### TASK DIRECTIONS
Please output each entry exactly as it appears.

(Records excerpted from a collection)
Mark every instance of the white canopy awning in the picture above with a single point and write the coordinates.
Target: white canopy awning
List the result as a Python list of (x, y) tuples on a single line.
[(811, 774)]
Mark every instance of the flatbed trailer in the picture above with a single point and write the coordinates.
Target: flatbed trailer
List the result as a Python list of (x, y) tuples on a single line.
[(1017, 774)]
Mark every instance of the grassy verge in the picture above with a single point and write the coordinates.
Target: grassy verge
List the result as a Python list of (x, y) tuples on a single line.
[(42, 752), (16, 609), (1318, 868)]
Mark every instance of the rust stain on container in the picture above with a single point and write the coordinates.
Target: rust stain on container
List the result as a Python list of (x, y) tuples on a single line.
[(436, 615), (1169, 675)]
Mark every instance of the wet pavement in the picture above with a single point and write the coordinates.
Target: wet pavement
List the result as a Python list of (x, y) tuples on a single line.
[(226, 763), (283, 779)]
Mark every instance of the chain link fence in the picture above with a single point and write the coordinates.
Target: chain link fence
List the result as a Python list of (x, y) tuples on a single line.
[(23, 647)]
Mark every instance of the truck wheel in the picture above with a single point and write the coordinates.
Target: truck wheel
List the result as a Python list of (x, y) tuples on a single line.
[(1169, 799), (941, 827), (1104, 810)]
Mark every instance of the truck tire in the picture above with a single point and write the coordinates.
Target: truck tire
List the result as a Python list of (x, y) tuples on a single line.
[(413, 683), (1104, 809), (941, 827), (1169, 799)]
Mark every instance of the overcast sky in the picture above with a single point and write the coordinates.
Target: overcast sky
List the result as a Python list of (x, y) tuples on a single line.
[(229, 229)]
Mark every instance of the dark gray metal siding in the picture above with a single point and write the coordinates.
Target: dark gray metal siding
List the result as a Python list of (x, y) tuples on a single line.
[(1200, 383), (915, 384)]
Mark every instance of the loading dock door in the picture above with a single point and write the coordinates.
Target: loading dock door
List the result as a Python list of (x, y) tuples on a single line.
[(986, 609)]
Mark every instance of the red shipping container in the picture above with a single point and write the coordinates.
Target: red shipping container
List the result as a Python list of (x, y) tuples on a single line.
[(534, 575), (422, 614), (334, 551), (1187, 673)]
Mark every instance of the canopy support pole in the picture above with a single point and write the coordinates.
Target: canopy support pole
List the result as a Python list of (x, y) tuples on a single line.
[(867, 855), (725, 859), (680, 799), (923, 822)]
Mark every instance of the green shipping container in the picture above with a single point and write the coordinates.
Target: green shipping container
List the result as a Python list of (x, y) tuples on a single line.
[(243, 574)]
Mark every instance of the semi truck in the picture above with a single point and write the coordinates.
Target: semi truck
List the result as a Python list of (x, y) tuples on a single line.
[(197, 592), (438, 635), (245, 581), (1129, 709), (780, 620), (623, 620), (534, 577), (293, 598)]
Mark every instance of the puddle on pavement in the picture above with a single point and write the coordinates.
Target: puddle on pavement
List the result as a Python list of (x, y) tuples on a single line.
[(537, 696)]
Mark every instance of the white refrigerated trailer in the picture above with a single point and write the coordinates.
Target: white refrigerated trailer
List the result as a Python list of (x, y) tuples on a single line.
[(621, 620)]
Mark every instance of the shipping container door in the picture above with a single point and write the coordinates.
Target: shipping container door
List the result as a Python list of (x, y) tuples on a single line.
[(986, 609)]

### RESPONSE FOR THIS EXERCISE
Mark every instance of the white canopy awning in the picture above with a single point and write the coordinates.
Target: white canopy awning
List the result as a Python list of (x, y) tuples on a single line.
[(811, 774)]
Mark every instance of the flatbed trailer in the picture above with a single point and write the coordinates.
Target: flatbed trailer
List the result as a Python list of (x, y) tuples on a single line.
[(1017, 774)]
Mark every instance of the grassy verge in the picture above with a single point and write the coordinates.
Target: grassy verge
List the result as a Python list of (x, y) tuples on a single line.
[(42, 752), (16, 609), (1318, 868)]
Mark every instance of the rust stain on container in the picture above with a single point and write the coordinates.
Target: rust stain on container
List the result as a Python list of (x, y) tuples on a single line.
[(436, 615), (1169, 675)]
Mark every instance of the wet pavement in the picture above with a single point and write the coordinates.
Target: wet pavement
List the result as a Python list of (x, y) tuples on a single line.
[(226, 763), (283, 779)]
Mark every instance of the chain link fence in the picture above with a single point and write the coordinates.
Target: chain link fence
List the result as a Python list of (x, y) tuples on a single line.
[(23, 647)]
Mark every instance of the truck wheel in the picture above with a single point and write the coordinates.
Target: truck wheel
List the result as a Python list of (x, y) tuples on a single line.
[(1169, 799), (941, 827), (1104, 810)]
Mark every instance of the truck tire in the picture above with a single point and write the coordinates.
Target: truck tire
List the result as a Python list of (x, y) tuples on a single line.
[(413, 683), (1104, 809), (941, 827), (1169, 799)]
Mark every instance of the overcast sky in the picture above with a single point and write the coordinates.
Target: overcast sky
List the result as a Python list of (x, y) tuples on a single line.
[(229, 229)]
Mark every instance of the dark gray metal siding in the picture above with a single point and write the coordinates.
Target: dark gray metal siding
List the result as a Python list of (x, y) tuples on a single line.
[(1200, 383), (915, 384)]
Mark every instance of the loading dock door in the picture above with a single point and write the coordinates.
Target: loading dock door
List the result as a Python list of (x, y) tuples on a single line.
[(986, 609)]
Mark every instance of the red shipping container in the picture above with a single point and write the coordinates.
Target: red shipping container
List the result as a Python list of (x, y) tuples on a single line.
[(534, 575), (422, 614), (334, 551), (1187, 673)]
Mark every instance of the canopy support pole in the picture above with a single point and write the coordinates.
Target: canopy support pole
List the result as a Python list of (x, y) tuples on a single line.
[(867, 855), (725, 859), (680, 799), (923, 822)]
Mark every instance of the green shipping container in the picture above with a single point and write the coordinates.
Target: green shipping container
List the result as a Python list of (x, y) tuples on a single line.
[(243, 574)]
Mark every instance of the semi truck in the picture above with a single point and write the coordinates.
Target: semi truck
List the result as a Python list of (x, y) tuples on a single line.
[(197, 592), (438, 635), (245, 581), (1129, 709), (780, 620), (623, 620), (534, 577), (293, 598)]
Mark every instance of the puddle on pavement in the picture above with a single point and write the coordinates.
Target: puddle on pavement
List the result as a Python list of (x, y) tuples on a single line.
[(537, 696)]
Mark every instance of the white refrigerated trailer in the picture above with a single point and write the coordinates.
Target: white refrigerated trailer
List the result as a Python list of (x, y) tuples on a single line.
[(621, 620)]
Mark every instance of the shipping container door in the picture above with a single point and write the coordinates.
Target: shipping container door
List the result as a Python list of (x, y) tuples on a single line.
[(986, 609)]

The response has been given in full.